> The task: Look through the listing below and report how many lines contain "parked", as a bare number.

-- Study material follows --

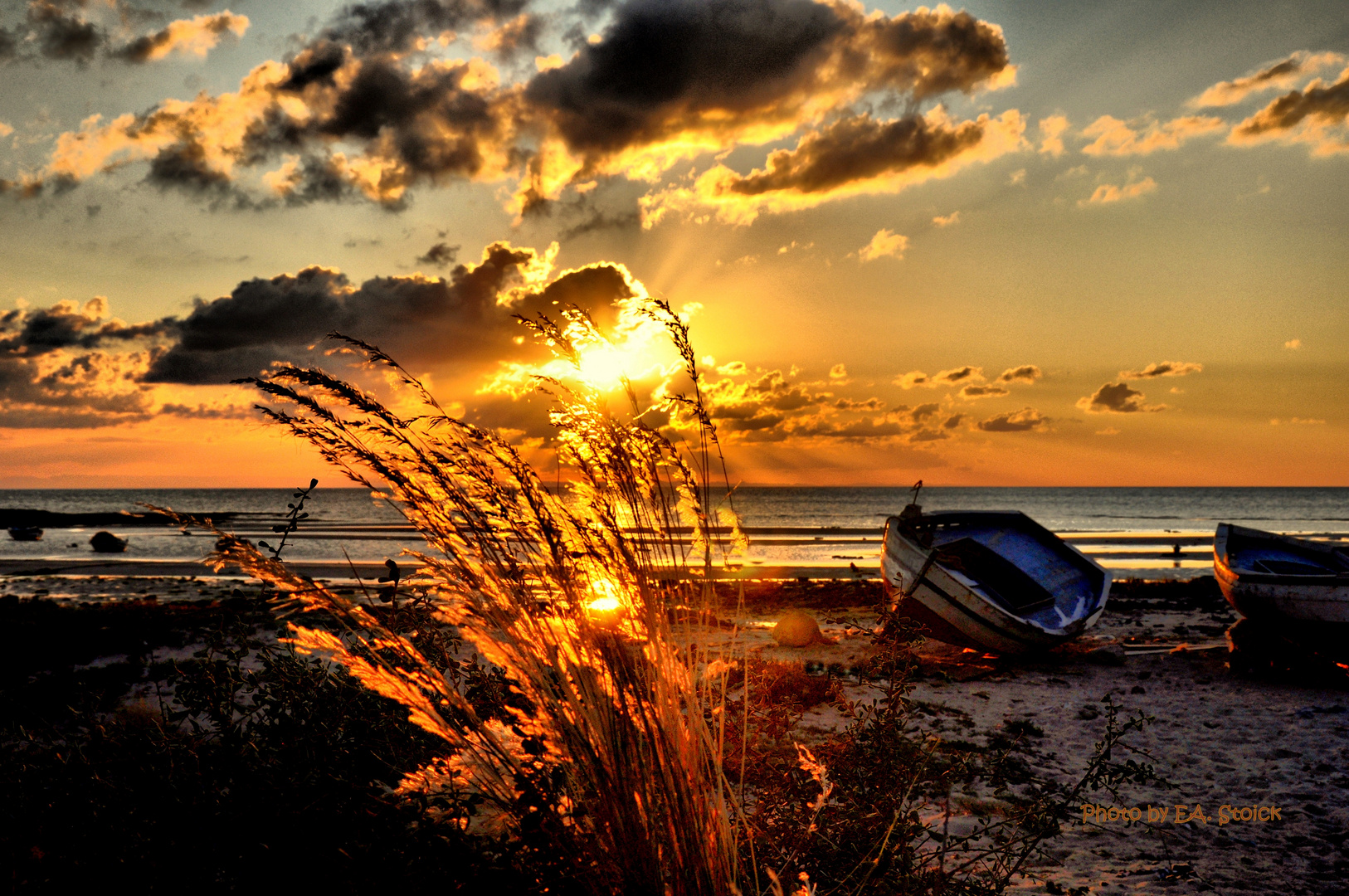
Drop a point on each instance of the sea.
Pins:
(1127, 529)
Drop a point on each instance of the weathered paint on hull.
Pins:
(952, 611)
(1277, 601)
(1279, 598)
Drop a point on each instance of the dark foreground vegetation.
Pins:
(180, 747)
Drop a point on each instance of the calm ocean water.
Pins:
(335, 512)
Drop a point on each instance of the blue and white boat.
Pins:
(991, 579)
(1278, 577)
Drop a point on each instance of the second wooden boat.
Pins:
(1278, 577)
(991, 579)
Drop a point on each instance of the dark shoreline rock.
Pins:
(21, 517)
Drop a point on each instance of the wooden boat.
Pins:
(991, 579)
(1278, 577)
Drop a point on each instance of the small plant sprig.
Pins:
(292, 520)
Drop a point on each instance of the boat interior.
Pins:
(1274, 556)
(1017, 566)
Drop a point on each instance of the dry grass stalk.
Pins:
(607, 753)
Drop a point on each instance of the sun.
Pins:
(603, 366)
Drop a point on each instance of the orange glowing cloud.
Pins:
(1318, 115)
(1107, 193)
(187, 37)
(851, 157)
(1118, 138)
(355, 112)
(1051, 134)
(1278, 75)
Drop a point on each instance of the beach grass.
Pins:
(562, 722)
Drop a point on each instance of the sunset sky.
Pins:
(1013, 243)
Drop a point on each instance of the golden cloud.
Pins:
(1318, 115)
(884, 245)
(1118, 138)
(1279, 75)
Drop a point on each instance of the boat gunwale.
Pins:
(1034, 635)
(1245, 575)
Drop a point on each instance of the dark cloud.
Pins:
(973, 392)
(514, 38)
(71, 390)
(66, 324)
(62, 34)
(860, 149)
(1280, 75)
(668, 80)
(1118, 398)
(197, 36)
(602, 220)
(418, 319)
(208, 411)
(1162, 368)
(664, 64)
(440, 256)
(1023, 374)
(1023, 420)
(397, 27)
(1322, 103)
(869, 405)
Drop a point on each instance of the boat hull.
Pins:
(954, 609)
(1241, 563)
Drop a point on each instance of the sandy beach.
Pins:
(1219, 738)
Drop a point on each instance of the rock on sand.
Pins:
(799, 629)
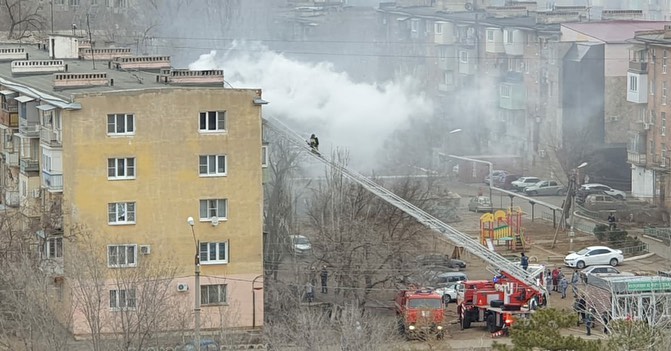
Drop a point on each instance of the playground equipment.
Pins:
(503, 228)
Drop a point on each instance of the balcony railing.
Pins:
(638, 66)
(53, 182)
(29, 129)
(29, 165)
(636, 158)
(11, 158)
(49, 136)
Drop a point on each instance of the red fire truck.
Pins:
(420, 313)
(499, 302)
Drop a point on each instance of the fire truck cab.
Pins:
(420, 312)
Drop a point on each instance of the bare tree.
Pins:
(365, 241)
(23, 16)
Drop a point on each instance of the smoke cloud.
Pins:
(315, 98)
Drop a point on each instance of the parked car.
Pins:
(585, 273)
(448, 292)
(497, 173)
(506, 181)
(480, 204)
(205, 345)
(523, 182)
(545, 187)
(594, 255)
(618, 194)
(300, 244)
(604, 202)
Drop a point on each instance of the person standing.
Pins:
(589, 321)
(524, 260)
(575, 278)
(325, 276)
(563, 286)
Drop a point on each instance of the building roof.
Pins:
(614, 32)
(42, 85)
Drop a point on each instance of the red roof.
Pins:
(614, 31)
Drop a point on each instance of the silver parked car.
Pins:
(545, 187)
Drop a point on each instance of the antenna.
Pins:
(88, 28)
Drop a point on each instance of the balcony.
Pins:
(50, 137)
(29, 129)
(638, 67)
(53, 182)
(28, 165)
(636, 158)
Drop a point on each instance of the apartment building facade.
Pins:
(648, 83)
(110, 163)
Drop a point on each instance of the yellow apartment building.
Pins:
(109, 161)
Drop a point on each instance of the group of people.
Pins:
(555, 280)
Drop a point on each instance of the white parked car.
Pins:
(618, 194)
(594, 255)
(523, 182)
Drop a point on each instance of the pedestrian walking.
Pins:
(563, 286)
(524, 260)
(548, 281)
(589, 321)
(325, 276)
(575, 278)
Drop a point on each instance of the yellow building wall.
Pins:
(167, 187)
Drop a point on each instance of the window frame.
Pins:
(216, 172)
(126, 118)
(203, 120)
(221, 248)
(126, 213)
(117, 299)
(208, 209)
(117, 255)
(221, 294)
(125, 167)
(57, 243)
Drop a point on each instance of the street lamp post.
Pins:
(196, 308)
(254, 288)
(574, 183)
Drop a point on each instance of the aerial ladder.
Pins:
(458, 238)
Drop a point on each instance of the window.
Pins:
(505, 91)
(264, 156)
(213, 208)
(438, 28)
(54, 247)
(212, 165)
(463, 56)
(633, 83)
(664, 60)
(122, 299)
(213, 294)
(121, 168)
(213, 253)
(122, 255)
(120, 124)
(212, 121)
(121, 213)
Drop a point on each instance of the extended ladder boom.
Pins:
(455, 236)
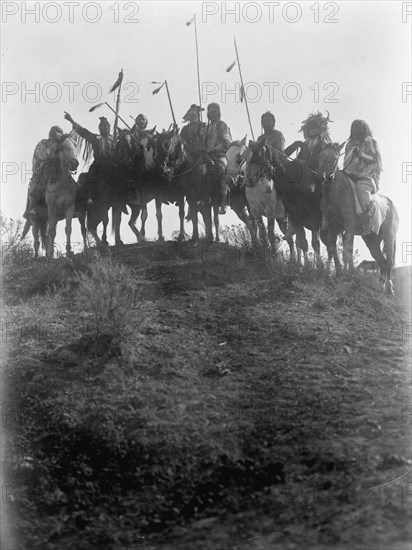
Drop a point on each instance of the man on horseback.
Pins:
(316, 133)
(46, 151)
(216, 142)
(363, 165)
(193, 132)
(103, 145)
(272, 139)
(139, 128)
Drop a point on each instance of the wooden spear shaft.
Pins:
(171, 106)
(243, 89)
(117, 106)
(198, 69)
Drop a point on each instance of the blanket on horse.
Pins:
(378, 209)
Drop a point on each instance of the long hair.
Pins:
(359, 130)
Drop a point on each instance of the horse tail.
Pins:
(386, 250)
(43, 232)
(26, 229)
(113, 221)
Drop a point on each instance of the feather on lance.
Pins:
(117, 83)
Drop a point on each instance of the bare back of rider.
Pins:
(46, 151)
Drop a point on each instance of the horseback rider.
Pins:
(46, 150)
(217, 140)
(193, 132)
(139, 127)
(316, 133)
(363, 165)
(103, 145)
(271, 139)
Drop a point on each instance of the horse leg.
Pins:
(348, 237)
(181, 205)
(116, 222)
(206, 211)
(132, 222)
(252, 226)
(262, 231)
(302, 244)
(68, 230)
(50, 238)
(385, 264)
(92, 224)
(36, 241)
(271, 232)
(144, 218)
(82, 221)
(159, 217)
(288, 232)
(216, 221)
(316, 244)
(193, 213)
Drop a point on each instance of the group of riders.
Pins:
(362, 161)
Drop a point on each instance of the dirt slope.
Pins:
(300, 382)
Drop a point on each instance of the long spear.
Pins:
(242, 90)
(168, 95)
(111, 108)
(197, 61)
(117, 84)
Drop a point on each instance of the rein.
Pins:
(187, 171)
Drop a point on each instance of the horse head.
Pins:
(175, 155)
(328, 161)
(67, 154)
(126, 148)
(235, 162)
(148, 146)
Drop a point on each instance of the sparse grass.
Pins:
(139, 412)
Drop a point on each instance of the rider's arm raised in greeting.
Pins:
(83, 132)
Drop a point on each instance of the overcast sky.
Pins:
(351, 58)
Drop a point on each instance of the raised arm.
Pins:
(292, 148)
(83, 132)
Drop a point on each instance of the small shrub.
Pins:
(109, 294)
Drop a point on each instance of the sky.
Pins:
(350, 58)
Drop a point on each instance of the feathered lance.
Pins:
(242, 88)
(157, 90)
(117, 84)
(193, 20)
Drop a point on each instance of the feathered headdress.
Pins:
(320, 121)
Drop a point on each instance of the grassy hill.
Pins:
(172, 397)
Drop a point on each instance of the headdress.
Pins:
(320, 121)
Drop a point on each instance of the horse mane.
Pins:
(83, 148)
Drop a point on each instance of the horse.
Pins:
(150, 183)
(300, 191)
(339, 217)
(234, 181)
(61, 200)
(114, 187)
(260, 194)
(195, 176)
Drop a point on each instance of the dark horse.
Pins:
(196, 179)
(261, 197)
(300, 192)
(59, 200)
(339, 217)
(149, 181)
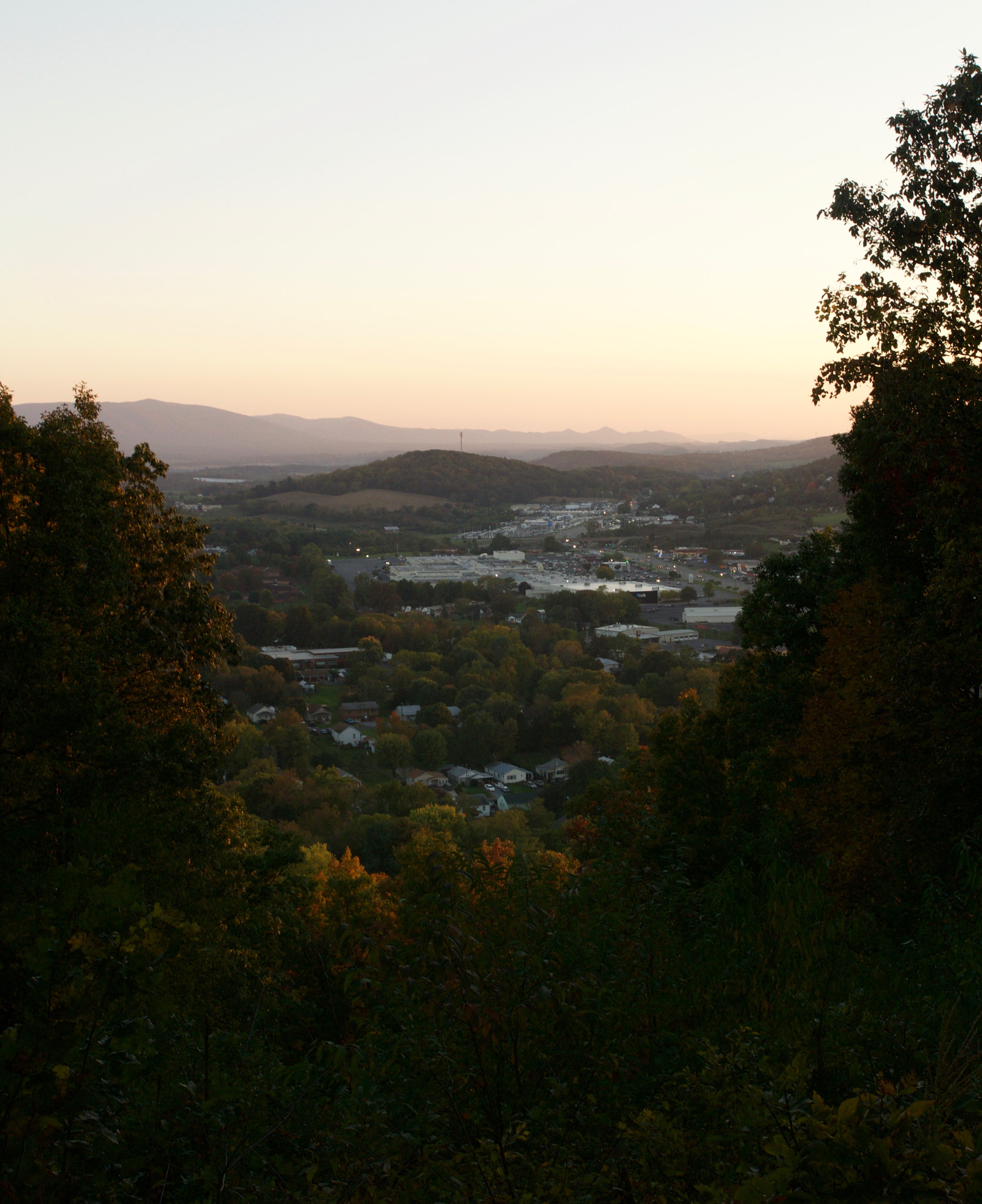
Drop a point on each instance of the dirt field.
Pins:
(364, 499)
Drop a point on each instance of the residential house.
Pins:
(346, 735)
(507, 774)
(432, 778)
(460, 775)
(556, 770)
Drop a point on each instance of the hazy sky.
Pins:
(532, 215)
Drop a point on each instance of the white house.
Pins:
(349, 736)
(432, 778)
(556, 770)
(507, 774)
(463, 777)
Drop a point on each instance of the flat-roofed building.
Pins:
(711, 614)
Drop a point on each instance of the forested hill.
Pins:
(463, 477)
(703, 464)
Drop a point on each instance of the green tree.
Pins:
(370, 649)
(429, 749)
(393, 751)
(290, 742)
(920, 302)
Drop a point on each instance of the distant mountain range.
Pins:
(203, 436)
(703, 459)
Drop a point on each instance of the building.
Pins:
(557, 770)
(349, 736)
(432, 778)
(507, 774)
(714, 616)
(677, 636)
(612, 630)
(312, 664)
(460, 775)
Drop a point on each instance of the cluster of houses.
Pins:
(497, 777)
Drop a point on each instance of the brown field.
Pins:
(363, 499)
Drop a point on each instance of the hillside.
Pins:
(696, 463)
(457, 477)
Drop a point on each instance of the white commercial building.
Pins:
(711, 614)
(540, 582)
(612, 630)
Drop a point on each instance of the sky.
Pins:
(533, 215)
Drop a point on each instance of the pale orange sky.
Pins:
(532, 216)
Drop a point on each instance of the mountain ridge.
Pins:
(199, 436)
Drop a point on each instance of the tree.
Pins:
(298, 628)
(289, 740)
(393, 751)
(928, 232)
(429, 749)
(383, 596)
(329, 587)
(370, 649)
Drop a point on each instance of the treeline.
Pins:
(465, 477)
(492, 481)
(773, 905)
(745, 971)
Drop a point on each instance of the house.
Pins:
(460, 775)
(677, 636)
(346, 735)
(557, 770)
(432, 778)
(507, 774)
(714, 614)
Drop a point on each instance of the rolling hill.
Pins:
(696, 463)
(205, 436)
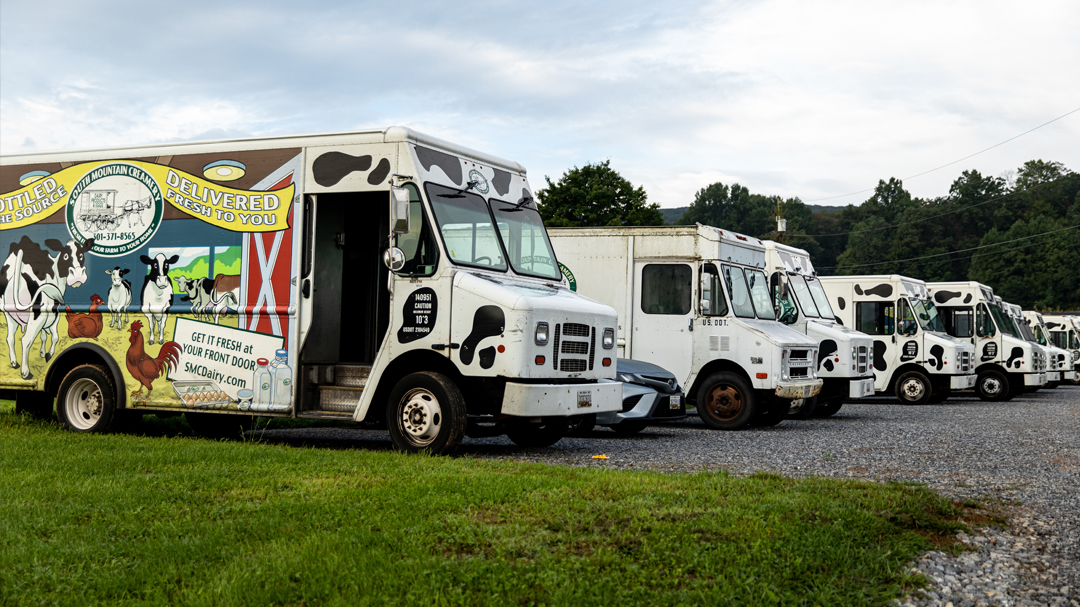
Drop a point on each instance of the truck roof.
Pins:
(388, 135)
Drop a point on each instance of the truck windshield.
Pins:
(927, 314)
(525, 238)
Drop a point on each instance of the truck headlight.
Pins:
(541, 334)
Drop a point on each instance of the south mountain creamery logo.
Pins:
(118, 205)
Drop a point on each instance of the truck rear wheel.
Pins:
(726, 402)
(993, 386)
(427, 413)
(913, 388)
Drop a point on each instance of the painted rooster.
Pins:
(89, 325)
(144, 368)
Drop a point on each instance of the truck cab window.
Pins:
(875, 318)
(418, 244)
(712, 294)
(666, 288)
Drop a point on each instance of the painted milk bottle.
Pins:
(264, 387)
(282, 380)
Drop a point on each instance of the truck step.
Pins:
(338, 398)
(351, 376)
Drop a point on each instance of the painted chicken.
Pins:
(145, 368)
(89, 325)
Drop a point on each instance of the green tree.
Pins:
(595, 194)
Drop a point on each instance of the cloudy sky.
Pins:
(787, 97)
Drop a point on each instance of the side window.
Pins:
(418, 244)
(984, 324)
(666, 288)
(875, 318)
(713, 302)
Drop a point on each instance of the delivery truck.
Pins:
(694, 299)
(914, 359)
(845, 355)
(380, 275)
(1004, 361)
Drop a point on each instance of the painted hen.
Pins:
(88, 325)
(145, 368)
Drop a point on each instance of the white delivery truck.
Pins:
(1060, 364)
(1004, 362)
(914, 359)
(379, 275)
(1065, 333)
(845, 355)
(694, 300)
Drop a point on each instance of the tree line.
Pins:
(1016, 233)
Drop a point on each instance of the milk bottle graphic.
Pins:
(282, 380)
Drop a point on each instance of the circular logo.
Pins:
(119, 205)
(482, 185)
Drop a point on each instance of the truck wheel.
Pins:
(427, 413)
(913, 388)
(580, 425)
(726, 402)
(525, 433)
(802, 408)
(86, 401)
(38, 405)
(993, 386)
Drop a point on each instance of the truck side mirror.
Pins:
(399, 211)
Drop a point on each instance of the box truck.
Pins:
(914, 359)
(694, 300)
(379, 275)
(845, 361)
(1004, 361)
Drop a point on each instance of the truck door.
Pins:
(663, 315)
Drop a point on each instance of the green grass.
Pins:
(132, 520)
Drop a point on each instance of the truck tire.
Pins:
(913, 388)
(802, 408)
(86, 401)
(726, 402)
(37, 404)
(427, 413)
(525, 433)
(993, 386)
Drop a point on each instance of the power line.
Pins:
(955, 252)
(955, 161)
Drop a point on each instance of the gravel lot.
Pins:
(1023, 455)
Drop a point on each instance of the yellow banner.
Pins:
(94, 193)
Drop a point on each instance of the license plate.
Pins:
(584, 400)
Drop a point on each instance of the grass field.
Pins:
(115, 520)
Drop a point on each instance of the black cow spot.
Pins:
(331, 167)
(826, 349)
(448, 163)
(487, 322)
(501, 181)
(879, 349)
(487, 356)
(1016, 354)
(943, 296)
(380, 173)
(936, 352)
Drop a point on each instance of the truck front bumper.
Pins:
(559, 400)
(860, 388)
(798, 389)
(962, 381)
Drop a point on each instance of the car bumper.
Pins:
(558, 400)
(962, 381)
(798, 389)
(860, 388)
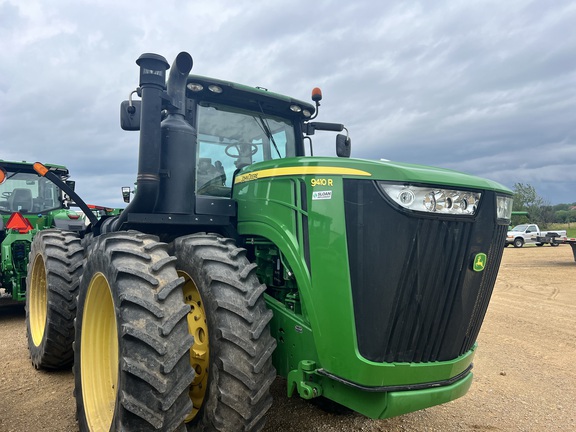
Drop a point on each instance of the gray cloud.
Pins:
(486, 87)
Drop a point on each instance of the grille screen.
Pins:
(412, 302)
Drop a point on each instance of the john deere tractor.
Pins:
(243, 257)
(29, 204)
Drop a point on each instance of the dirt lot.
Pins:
(525, 379)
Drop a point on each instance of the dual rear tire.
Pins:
(166, 337)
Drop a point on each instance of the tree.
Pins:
(526, 199)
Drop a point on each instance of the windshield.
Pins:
(519, 228)
(28, 193)
(231, 138)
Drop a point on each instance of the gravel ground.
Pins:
(524, 374)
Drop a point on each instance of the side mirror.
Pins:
(126, 194)
(130, 115)
(343, 145)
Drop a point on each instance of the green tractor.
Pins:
(242, 257)
(29, 204)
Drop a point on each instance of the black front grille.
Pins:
(412, 301)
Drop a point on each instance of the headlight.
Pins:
(432, 199)
(503, 207)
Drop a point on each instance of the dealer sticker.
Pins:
(316, 195)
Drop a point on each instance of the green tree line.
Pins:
(539, 210)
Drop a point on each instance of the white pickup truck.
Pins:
(530, 233)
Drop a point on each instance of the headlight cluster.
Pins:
(504, 207)
(433, 200)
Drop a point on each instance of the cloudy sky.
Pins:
(485, 87)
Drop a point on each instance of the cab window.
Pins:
(231, 138)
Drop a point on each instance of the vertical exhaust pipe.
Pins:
(152, 84)
(178, 145)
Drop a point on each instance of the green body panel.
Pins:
(270, 207)
(15, 246)
(14, 263)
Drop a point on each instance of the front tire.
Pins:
(131, 353)
(232, 354)
(54, 270)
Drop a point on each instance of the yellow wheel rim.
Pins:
(37, 301)
(99, 355)
(200, 352)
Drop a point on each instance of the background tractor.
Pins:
(28, 204)
(242, 257)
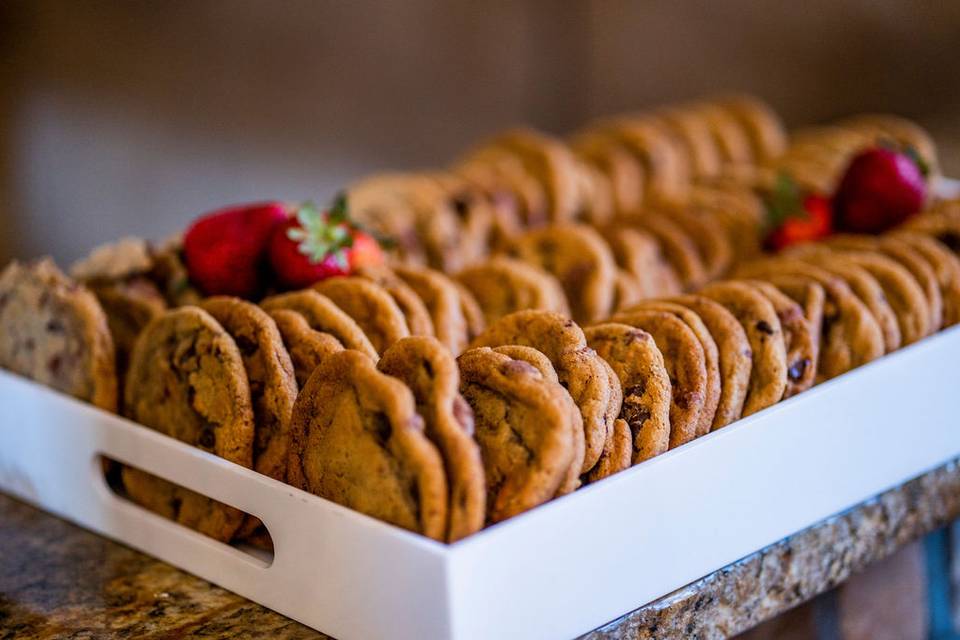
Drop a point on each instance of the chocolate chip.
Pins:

-- Study material concluded --

> Output for this task: 3